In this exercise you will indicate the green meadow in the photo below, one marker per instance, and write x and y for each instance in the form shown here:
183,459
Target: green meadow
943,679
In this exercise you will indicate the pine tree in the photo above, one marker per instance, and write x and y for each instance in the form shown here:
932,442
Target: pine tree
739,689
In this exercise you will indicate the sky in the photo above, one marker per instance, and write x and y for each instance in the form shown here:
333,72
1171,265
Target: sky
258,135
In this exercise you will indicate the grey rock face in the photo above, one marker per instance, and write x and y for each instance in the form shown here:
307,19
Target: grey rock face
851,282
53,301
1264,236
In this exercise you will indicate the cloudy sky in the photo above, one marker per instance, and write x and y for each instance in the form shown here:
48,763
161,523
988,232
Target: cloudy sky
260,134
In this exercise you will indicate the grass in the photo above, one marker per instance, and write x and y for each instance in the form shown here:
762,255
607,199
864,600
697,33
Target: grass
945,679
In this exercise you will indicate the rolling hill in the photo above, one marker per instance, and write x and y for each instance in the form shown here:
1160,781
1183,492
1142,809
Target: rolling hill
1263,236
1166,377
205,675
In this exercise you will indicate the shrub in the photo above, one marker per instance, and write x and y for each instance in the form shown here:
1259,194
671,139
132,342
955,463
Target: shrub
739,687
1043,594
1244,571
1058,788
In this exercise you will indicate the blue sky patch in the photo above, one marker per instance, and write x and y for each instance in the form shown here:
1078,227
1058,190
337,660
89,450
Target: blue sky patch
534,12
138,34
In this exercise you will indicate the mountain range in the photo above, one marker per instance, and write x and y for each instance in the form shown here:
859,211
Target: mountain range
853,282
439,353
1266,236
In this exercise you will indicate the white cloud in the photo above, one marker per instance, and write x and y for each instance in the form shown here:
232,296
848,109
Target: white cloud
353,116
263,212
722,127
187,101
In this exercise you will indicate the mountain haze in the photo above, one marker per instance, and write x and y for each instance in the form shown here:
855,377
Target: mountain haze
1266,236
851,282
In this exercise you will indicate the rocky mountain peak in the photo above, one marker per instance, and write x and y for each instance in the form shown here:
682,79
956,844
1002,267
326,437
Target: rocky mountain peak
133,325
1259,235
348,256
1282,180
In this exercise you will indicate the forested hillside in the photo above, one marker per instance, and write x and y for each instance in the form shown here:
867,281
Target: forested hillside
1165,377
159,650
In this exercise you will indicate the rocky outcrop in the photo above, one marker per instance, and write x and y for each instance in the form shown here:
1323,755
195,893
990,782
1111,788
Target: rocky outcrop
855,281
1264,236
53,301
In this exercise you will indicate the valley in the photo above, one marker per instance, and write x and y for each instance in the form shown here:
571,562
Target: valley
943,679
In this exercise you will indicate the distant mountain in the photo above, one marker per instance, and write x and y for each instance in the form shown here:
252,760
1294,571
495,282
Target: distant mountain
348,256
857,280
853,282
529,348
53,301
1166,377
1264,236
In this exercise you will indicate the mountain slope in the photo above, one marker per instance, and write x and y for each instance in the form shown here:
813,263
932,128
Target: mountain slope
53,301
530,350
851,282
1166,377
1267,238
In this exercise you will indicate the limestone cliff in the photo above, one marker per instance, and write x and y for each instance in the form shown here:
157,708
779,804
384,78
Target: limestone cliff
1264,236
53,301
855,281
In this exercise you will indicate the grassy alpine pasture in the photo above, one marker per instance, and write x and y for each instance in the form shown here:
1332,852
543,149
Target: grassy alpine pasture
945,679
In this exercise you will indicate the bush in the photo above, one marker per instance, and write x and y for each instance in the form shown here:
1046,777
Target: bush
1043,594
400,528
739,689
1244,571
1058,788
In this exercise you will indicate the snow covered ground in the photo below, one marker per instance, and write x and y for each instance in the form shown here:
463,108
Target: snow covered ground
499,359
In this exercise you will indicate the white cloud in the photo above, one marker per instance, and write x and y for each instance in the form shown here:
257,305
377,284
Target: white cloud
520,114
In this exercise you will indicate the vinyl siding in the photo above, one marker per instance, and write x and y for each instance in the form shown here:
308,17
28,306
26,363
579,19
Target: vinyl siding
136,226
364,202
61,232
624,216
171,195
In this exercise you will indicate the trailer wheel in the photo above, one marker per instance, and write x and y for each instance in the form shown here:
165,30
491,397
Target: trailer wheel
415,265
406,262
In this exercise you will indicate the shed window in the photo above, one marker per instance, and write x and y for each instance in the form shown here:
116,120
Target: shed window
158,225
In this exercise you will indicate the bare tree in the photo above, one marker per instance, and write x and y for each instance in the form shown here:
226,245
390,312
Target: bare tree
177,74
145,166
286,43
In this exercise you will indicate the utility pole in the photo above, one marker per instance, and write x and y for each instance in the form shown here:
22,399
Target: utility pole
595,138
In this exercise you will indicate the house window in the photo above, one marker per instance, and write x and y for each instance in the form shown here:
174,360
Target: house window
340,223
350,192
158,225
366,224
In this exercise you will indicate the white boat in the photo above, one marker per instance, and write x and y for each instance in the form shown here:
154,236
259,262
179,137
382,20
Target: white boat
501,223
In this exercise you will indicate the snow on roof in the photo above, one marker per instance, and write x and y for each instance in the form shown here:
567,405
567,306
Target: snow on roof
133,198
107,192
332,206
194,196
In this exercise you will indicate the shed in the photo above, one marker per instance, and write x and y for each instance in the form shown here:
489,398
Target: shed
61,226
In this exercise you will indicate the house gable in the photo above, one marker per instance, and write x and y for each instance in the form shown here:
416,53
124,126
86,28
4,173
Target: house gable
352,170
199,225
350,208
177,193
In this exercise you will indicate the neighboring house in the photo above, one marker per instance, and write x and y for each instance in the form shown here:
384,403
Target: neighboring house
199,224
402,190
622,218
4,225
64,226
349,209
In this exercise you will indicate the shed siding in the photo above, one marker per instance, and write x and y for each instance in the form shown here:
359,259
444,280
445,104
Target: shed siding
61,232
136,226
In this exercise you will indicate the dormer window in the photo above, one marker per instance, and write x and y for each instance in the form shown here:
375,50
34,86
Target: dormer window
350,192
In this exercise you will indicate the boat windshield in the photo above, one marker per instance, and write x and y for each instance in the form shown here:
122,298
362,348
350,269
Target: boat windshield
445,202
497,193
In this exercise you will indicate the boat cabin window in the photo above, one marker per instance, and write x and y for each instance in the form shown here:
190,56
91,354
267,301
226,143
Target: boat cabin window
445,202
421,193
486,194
========
# Aim of the task
Without leaving anything out, give the entries again exactly.

# Full output
In this exercise you will indicate the green meadow in the photo below, one marker per instance, and write x and y for each instance in the form shown here:
183,459
Target: green meadow
943,679
In this exercise you will indicate the pine tree in the photo above, one marker per instance, and write x and y for each instance in the form shown here:
932,442
Target: pine tree
739,689
In this exercise you will indicate the sky in the photo above, one marker per instance, and write x and y for each instance in the form shown here:
333,72
1171,265
Target: sky
258,135
In this exercise you will indicate the grey rock face in the photo above, one marker per instance, and write x and y for each instance in the form shown here:
307,19
Target: grey rock face
851,282
53,301
1264,236
In this exercise you will indicate the cloudy sky in the photo above, one marker per instance, and write x and y for each instance in the form shown here:
48,763
161,523
988,232
Target: cloudy sky
260,134
In this exercise you will indicate the grass in the photo above, one marker per instance, and write x and y for each instance in the form shown here:
762,255
607,199
864,600
697,33
Target: grass
945,679
In this exercise you will indicate the rolling hill in the photo above, one marker per instance, and write x and y for each instance in the form shown here:
1160,781
1183,492
1142,809
Target: rolling hill
1263,236
1166,377
205,675
In this exercise you will indicate the shrub in the photo above, one marker per instance, and write x and y for each instance in the form shown here:
1259,194
671,139
132,342
955,463
Target: shrub
739,687
1043,594
1244,571
1058,788
In this exercise you will indicate the blue sky patch in the photo above, one marker per instance, and write x and y for each instance in the form shown here:
1078,227
1058,190
337,660
89,450
Target: blue sky patch
534,12
138,34
In this exercise you will indicate the mountain range in the photo above, one marker per instance, and write x and y for each instance in the form shown here:
859,211
Target: mountain range
853,282
439,353
1266,236
In this exercise you will indicate the white cloud in the photo above, one marker per instance, and write x and y for each instance in the form shown here:
232,296
848,109
Target: white cloud
353,116
263,212
722,127
187,101
In this exercise you will indicate the mountain haze in the photo above, one marker per instance, and write x and y for each instance in the form shown here:
855,377
Target: mountain haze
1266,236
851,282
In this exercise you will indicate the rocky mountain peak in the photo above, one marker per instance, and write x and y for each instance in the form shown here:
682,79
956,844
1002,267
326,437
Target: rocky mountain peak
133,325
1259,235
348,256
1282,180
In this exercise you will indicate the forested hillside in the photo above, one marker per instance, and write x and y for each instance in the form shown here:
867,281
Target: forested hillside
1165,377
159,650
In this exercise you will indicate the rocky outcrop in the photo above, one marker per instance, and write x and y for each instance in the form shown here:
1323,755
195,893
990,782
1111,788
Target: rocky outcrop
855,281
1264,236
53,301
In this exercise you will indicate the valley in the photo above, one marker per instance, and write x and y for each instance in the form shown here:
571,562
Target: valley
943,679
In this exercise you will indicate the distant mountain in the photo above, one marker per instance, and write x and y for each instance in the form shown here:
252,760
1294,571
495,282
Target: distant mountain
348,256
857,280
853,282
529,348
53,301
1166,377
1264,236
In this exercise you will indicate the mountain slope in the photo above, one marker per instance, and write x and y for each instance in the form shown here:
813,263
932,128
Target: mountain slope
53,301
530,350
851,282
1166,377
1267,238
In this exercise you will indicate the limestone cliff in the photo above, one marker per instance, and write x and y for each instance in the form shown here:
157,708
779,804
384,78
Target: limestone cliff
1264,236
53,301
855,281
In this exercise you will indicate the grassy alpine pasture in the photo above, one marker per instance, and write x and y for each instance in the form shown here:
1332,852
543,149
Target: grassy alpine pasture
945,679
In this exercise you will indicate the bush in the photo above, one marker per instance, and write x and y for each instance in the form shown here:
1046,777
Target: bush
1043,594
400,528
739,689
1244,571
1058,788
In this exercise you will indicate the snow covered ground in the photo below, one marker per instance, and write x and y for each instance in the form shown here:
463,108
Target: snow covered ground
499,359
In this exercise you will indicate the white cloud in the photo above, one marker per instance, and write x and y for each instance in the form shown here:
257,305
377,284
Target: white cloud
520,114
In this exercise you will indicate the vinyl siding in the photo above, one marker per instance, and write x and y for each instance in the form shown here:
308,17
28,306
26,363
579,19
Target: vinyl siding
136,226
364,202
61,232
624,216
171,195
In this exercise you will indicate the trailer wheel in the photo above, one marker per instance, and write x and y for each instance in the form shown here:
165,30
491,397
Target: trailer wheel
415,265
406,262
In this exercise you will indicate the shed window in the photo above, one marker per instance, and write x and y for each instance in the form shown here:
116,120
Target: shed window
158,225
In this exercise you will indicate the bare tree in the photo above, one marker per instance, and write x and y for each instance in the form shown here:
226,245
390,312
Target: bare tree
177,74
145,166
286,43
In this exercise you will indicate the utility pole in the photo above, one marker per instance, and write x and y for each instance in the form shown here:
22,399
Target: utility pole
595,138
In this exercise you will indicate the house window in the photo above, one marker per instance, and write x and y for each instance in the form shown here:
174,360
Target: house window
340,223
350,192
158,225
366,224
In this exercise you will indicate the white boat in the photo above, one marker per instance, and write x and y for each instance in the form shown here:
154,236
259,262
179,137
382,20
Target: white boat
501,223
In this exercise you will indicate the snow on roof in the photo above, one marker per instance, and write x and y for each instance in the form shown here:
567,405
567,306
Target: snow on roof
133,198
107,192
332,206
194,196
In this exercise you will indicate the shed in the photo above, one marker per instance, and write x and y for each instance in the form shown here:
489,398
Target: shed
61,226
In this exercise you will indicate the house gable in the photo above, one marker per instance, and write x and y for each instance in the form shown here:
416,53
124,126
86,28
4,173
Target: house gable
352,170
199,225
350,208
177,193
In this exercise you will indicate the neighboring house in the photo above, one marker per instance, and write x and y for each instance in the form shown here:
384,403
Target: neighboring house
199,224
402,190
622,218
4,225
64,226
349,209
In this exercise you will indicate the shed siding in the photo above, one marker per instance, and write x and y for each instance in the form shown here:
359,259
444,280
445,104
Target: shed siding
61,232
136,226
In this exercise you will indicate the dormer window in the photo above, one marker per instance, and write x and y for each instance in the form shown here:
375,50
34,86
Target: dormer window
350,192
In this exercise you will indicate the boat windshield in the photo above, one marker per instance, and write x and y for each instance in the form shown here:
122,298
362,348
350,269
Target: boat windshield
445,202
497,193
In this exercise you will indicate the boat cabin window in the photo above, one marker per instance, and write x and y for each instance in the form shown here:
190,56
91,354
267,301
226,143
Target: boat cabin window
445,202
421,193
486,194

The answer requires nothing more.